**To be done**
1. How would the paragraph beginning "You should obviously change the game" in the forum thread about a homemade chess supercomputer read as a short list that keeps its main points?
2. Does the chess supercomputer thread support each statement: (a) John Nunn upgraded his PC to a double Xeon system; (b) video performance mattered for the machine; (c) FritzMark is multithreaded? Answer yes or no for each and quote the deciding words.
3. Extend the forum thread about the homemade chess supercomputer, picking up after its final line.

**Document excerpt**

- - - -

Building A Homemade Chess Supercomputer
nado writes "There's a new article on Chessbase.com which has
GM John Nunn showing you his chess-orientated PC upgrade to a double Xeon system, with some Fritz benchmarks." Elsewhere in the article, John Nunn discusses the unique computer needs for chess computation: "One of the problems with currently available processors is that they are not particularly well suited to the integer calculations used for chess. A Pentium 4 will be slower at chess than a Pentium 3 of an equivalent clock speed."
And Chessmaster 2000 kicked my arse on a 486!
I've got no chance.
-Joe
If we're all god's children, what's so special about Jesus? - Jimmy Carr
No thanks, I still get my ass kicked when I play chess on my pocket PC yet alone on a chess super computer. Im lucky I can even win in Othello :(
The ultimate network admin tool needs HELP!
I'm working my way up to chess. I'm starting by becoming a tic tac toe master.
- Joe
Does this actually surprise anyone? The P4 was only an exercise in marketing by Intel - redesign the chipset so it can be clocked nice and high (so it appeals to the average consumer) and to hell with the performance...
As this computer was to be focussed on chess, video performance was not important.
Hardcore Slashdot Games readers cringe...We recently had heard in the office over one of the Yellow Machine that's made by Anthology Solutions.
IBM's Deep Blue used special purpose chips, so it shouldn't really come as too much of a surprise that general-purpose processors aren't the best for chess computers.
A Pentium 4 will be slower at chess than a Pentium 3 of an equivalent clock speed
...
Just imagine the chess performances of a 8086 at 1GHz. And you get a space heater too, for those cold chess-playing winter nights
"A door is what a dog is perpetually on the wrong side of" - Ogden Nash
You should obviously change the game to take advantage of the hardware. Imagine it! Three dimensional chess where each piece has weapons, or magical attacks, deformable terrain, and lots of special effects to make use of the latest video cards! I can't wait!
Yes, it is.
Screw Tic-Tac-Toe, I'm gonna go play Global Thermonuclear War.
Sincerely,
W.O.P.R.
anything i tell you will cloud your opinion.
First of all, the whole point of the P4 is to rev up the clockspeed, so there are not and can not be any "equalent" P3s available (excepting early versions of the P4 which are way obsolete today anyway and irrelevant to the problem at hand)
Secondly, the Athlons are well known for their stellar integer performance, so who'd use P4s when high IP is needed?
Sure it is.
I'm checking my 1974 edition of the Merriam-Webster Dictionary right here, and on page 494, it clearly states that "orientated" is the past tense of the verb "orientate".
I suspect that you mistook the intended verb to be "orient", with a past tense of "oriented". However, when reading the sentence, one will clearly see that "John Nunn" is the subject of the sentance, and the the "PC" is the subject, with "chess" being the indirect object, upon which the "PC" is oriented towards.
You are completely correct that a subject is oriented towards a direct object.
However, as I understand it, a direct object is orientated towards an indirect object, by a subject.
Fritz is multithreaded. FritzMark, the benchmarking program that uses instruction sequences similar to those in Fritz, is not.
I've had this sig for three days.

- - - -

Recorded data:
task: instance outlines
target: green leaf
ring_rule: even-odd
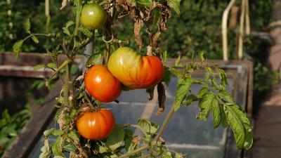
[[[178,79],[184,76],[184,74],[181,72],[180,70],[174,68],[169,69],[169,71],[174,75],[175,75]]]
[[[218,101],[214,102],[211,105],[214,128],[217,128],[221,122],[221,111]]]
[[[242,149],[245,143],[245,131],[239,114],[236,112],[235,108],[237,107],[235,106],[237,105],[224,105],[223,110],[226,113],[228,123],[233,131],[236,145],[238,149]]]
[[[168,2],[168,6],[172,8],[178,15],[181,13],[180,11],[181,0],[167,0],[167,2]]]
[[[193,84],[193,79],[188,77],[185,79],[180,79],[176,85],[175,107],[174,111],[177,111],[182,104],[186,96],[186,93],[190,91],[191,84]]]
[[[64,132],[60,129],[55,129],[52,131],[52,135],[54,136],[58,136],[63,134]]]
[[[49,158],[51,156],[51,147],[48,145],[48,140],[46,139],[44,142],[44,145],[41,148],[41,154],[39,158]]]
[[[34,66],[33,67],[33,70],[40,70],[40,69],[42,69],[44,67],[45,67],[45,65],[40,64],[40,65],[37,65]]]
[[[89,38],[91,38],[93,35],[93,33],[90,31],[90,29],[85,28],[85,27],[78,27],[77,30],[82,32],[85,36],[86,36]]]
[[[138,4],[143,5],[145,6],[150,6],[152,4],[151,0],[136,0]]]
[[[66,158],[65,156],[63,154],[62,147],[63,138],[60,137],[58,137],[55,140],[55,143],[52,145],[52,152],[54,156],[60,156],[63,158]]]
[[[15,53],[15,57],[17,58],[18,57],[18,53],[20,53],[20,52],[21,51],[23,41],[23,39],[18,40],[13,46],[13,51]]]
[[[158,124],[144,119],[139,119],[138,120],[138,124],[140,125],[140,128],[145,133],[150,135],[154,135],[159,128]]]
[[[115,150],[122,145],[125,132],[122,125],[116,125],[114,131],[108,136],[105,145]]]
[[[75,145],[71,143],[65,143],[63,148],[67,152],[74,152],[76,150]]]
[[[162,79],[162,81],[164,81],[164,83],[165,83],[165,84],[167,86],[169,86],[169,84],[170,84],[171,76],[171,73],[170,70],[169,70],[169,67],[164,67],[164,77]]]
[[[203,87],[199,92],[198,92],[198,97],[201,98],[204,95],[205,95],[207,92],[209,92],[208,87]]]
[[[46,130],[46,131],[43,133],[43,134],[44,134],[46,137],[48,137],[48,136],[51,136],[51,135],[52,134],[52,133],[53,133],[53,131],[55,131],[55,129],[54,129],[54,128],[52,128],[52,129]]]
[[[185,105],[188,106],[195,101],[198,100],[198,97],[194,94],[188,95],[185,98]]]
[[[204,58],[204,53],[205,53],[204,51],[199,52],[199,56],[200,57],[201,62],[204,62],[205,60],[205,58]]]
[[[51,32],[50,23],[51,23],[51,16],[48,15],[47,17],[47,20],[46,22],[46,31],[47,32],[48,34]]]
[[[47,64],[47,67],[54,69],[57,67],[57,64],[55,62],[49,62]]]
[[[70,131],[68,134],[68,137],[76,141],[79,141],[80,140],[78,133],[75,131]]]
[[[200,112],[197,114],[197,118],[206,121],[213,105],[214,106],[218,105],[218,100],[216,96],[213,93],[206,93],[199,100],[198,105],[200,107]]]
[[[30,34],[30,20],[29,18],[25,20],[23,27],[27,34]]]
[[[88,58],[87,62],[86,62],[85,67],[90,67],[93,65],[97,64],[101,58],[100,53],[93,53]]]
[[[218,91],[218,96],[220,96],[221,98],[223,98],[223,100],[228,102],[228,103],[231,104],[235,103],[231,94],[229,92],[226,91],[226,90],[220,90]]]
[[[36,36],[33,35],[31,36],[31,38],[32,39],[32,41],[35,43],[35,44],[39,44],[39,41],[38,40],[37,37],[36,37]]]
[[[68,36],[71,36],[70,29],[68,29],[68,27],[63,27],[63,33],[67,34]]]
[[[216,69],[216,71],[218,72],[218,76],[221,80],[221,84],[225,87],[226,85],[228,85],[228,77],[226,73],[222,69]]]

- - - -

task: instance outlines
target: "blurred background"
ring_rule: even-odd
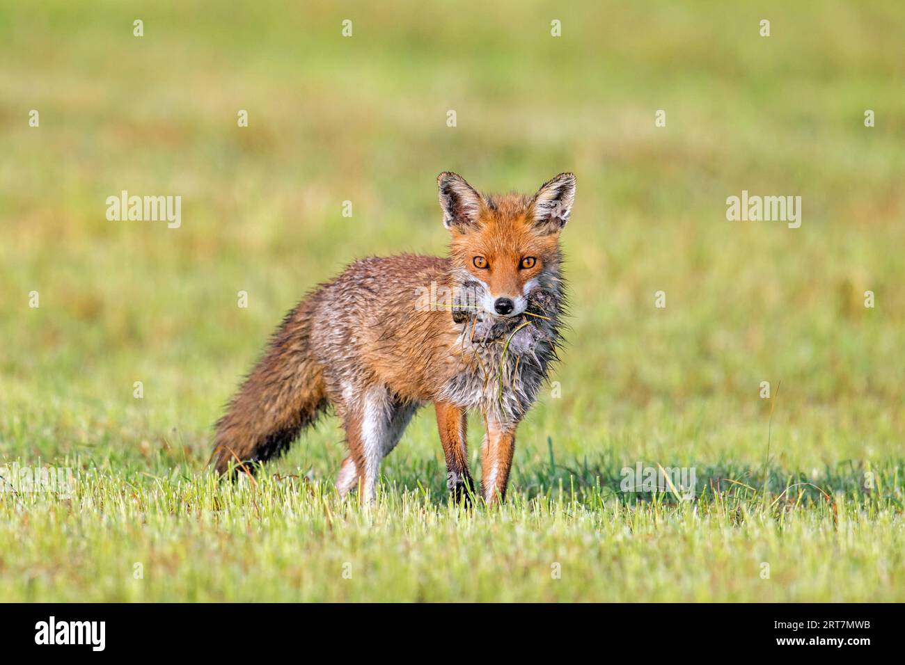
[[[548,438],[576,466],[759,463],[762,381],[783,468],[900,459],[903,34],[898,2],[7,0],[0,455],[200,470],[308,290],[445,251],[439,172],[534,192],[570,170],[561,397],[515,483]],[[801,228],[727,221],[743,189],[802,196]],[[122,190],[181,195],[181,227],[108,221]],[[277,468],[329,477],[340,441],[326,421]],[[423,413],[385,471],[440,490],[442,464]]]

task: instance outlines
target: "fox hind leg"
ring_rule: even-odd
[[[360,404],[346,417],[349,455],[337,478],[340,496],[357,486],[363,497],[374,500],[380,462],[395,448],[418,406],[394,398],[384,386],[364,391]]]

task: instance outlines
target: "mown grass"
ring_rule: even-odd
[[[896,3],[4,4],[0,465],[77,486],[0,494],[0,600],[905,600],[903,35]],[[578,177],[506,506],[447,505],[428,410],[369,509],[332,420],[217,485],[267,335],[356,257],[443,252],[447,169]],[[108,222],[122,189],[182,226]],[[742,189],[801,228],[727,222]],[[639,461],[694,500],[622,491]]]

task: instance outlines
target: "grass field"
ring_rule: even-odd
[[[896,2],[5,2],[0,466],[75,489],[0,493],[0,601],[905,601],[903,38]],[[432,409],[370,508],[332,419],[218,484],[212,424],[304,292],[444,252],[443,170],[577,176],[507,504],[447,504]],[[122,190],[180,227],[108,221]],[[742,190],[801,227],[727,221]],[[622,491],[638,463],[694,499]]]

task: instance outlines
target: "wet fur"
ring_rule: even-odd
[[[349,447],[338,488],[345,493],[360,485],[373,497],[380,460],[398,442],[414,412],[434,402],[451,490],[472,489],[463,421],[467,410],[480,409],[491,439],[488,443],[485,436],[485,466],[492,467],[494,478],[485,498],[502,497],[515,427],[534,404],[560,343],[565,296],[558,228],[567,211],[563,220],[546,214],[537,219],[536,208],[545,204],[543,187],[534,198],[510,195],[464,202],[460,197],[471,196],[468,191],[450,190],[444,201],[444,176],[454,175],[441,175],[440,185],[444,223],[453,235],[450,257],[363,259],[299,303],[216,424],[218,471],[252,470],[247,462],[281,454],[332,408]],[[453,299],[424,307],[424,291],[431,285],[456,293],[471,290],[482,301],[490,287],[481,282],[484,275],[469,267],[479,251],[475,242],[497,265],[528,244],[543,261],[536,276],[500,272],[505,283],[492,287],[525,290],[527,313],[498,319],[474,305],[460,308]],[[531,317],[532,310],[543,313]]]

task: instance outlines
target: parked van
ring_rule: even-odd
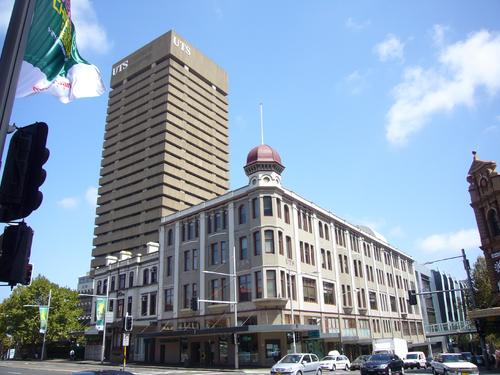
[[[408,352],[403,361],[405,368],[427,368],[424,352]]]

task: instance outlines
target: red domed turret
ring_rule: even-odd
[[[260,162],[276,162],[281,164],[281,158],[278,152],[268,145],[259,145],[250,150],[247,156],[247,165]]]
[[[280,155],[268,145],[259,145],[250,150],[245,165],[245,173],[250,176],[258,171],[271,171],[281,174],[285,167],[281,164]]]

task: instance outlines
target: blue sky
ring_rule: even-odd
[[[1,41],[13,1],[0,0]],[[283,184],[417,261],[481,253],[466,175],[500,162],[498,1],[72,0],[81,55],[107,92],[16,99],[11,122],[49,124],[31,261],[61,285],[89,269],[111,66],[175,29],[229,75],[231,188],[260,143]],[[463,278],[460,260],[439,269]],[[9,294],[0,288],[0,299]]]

- - - -

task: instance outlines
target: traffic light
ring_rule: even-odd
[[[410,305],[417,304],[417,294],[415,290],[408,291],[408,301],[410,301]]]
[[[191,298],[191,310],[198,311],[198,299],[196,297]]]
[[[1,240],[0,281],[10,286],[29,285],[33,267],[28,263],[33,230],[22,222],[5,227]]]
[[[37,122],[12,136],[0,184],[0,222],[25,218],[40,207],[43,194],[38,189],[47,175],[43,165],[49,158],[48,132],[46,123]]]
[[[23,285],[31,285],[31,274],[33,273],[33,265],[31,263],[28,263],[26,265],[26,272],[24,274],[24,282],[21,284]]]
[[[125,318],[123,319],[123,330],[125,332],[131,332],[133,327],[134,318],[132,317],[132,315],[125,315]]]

- - - -

**Answers provided**
1.
- Change the game to suit the hardware.
- Make it three-dimensional chess.
- Give each piece weapons or magical attacks.
- Add deformable terrain and many special effects that use the latest video cards.
- The writer can't wait.

2.
(a) Yes: "his chess-orientated PC upgrade to a double Xeon system"
(b) No: "As this computer was to be focussed on chess, video performance was not important."
(c) No: "FritzMark, the benchmarking program that uses instruction sequences similar to those in Fritz, is not."

3.
Theoretically, a dual processor machine for chess WOULD be twice as fast as a single processor machine, unlike in normal tasks where dual doesn't mean double. Chess is full of interger operations, but at the same time, conditionals up the ass. To calculate the best move, the computer has to check every possibility a move can have and the possible consiquences several moves ahead. The nice thing about a dual processor machine is that each processor can focus on the branches of moves pending from different pieces. While one is calculating what one of the rooks can do, the other can calculate what one of the knights can do. One thing I see, though, is that hyperthreading would probably not do any good for such a game b/c all of the integer ALUs on a processor would be used by one thread, so there wouldn't be any ALUs open for another thread. I think in this sort of application of the Xenon, turning hyperthreading off would help boost performance, although I can't be 100% sure of it. Just a thought.
I came, I saw, She conquered.
Dear Grammar Nazi,
In your third paragraph you misspelled "sentence" as "sentance" the second time you used it.
Sincerely,
Spelling Nazi
Know what I like about atheists? I've yet to meet one that believes God is on their side.
can we promote you to /. editor?
I just turned up a dual Xeon 2.4 rack-mount server for work and it's BIOS mentioned warned us to turn off Hyperthreading for anything other than Windows XP or Linux 2.4 (yeah, mention of Linux in BIOS! :).
:)
Anyways, since I am using linux 2.4, two hyperthreaded Xeons look like four processors to the box, I"m sure it's not the same performance of for seperate processors, but I'm hopeing it's at least slightly better then two non Xeons
The writer of the article wrote that for Windows he prefers 2000 over XP. I am curious if XP (or Linux 2.4) and thus Hyperthreading might help his already built computer with a bit more performance...
Please send all UCE to scally@devolution.com so I can f
So this Brit (who's REALLY good at chess) put together a machine that overall isn't all that stunning, specifically to play chess.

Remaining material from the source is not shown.